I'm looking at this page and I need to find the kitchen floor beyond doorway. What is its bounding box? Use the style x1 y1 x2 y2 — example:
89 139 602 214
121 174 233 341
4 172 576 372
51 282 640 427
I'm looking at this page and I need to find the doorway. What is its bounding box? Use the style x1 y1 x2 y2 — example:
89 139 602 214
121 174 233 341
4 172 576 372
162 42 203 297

#####

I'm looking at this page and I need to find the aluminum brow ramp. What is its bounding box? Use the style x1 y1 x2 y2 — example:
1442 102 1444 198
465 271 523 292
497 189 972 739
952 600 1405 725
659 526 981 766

#####

**Task brief**:
Switch "example" to "sample" in the lines from the one with "find the kitchen" up to and including the one with "162 42 203 297". Give those lines again with nothing else changed.

**Complete output**:
I'm looking at this page and I need to find the kitchen floor beyond doorway. What is its bounding box? Use the style x1 y1 x2 y2 — sample:
89 139 602 214
121 174 233 341
4 172 576 372
51 282 640 427
I'm looking at this page and I need to find the doorway. What is its bounding box? Use the style x1 y1 x2 y2 — sample:
89 139 602 214
121 174 233 341
4 172 576 372
162 42 203 297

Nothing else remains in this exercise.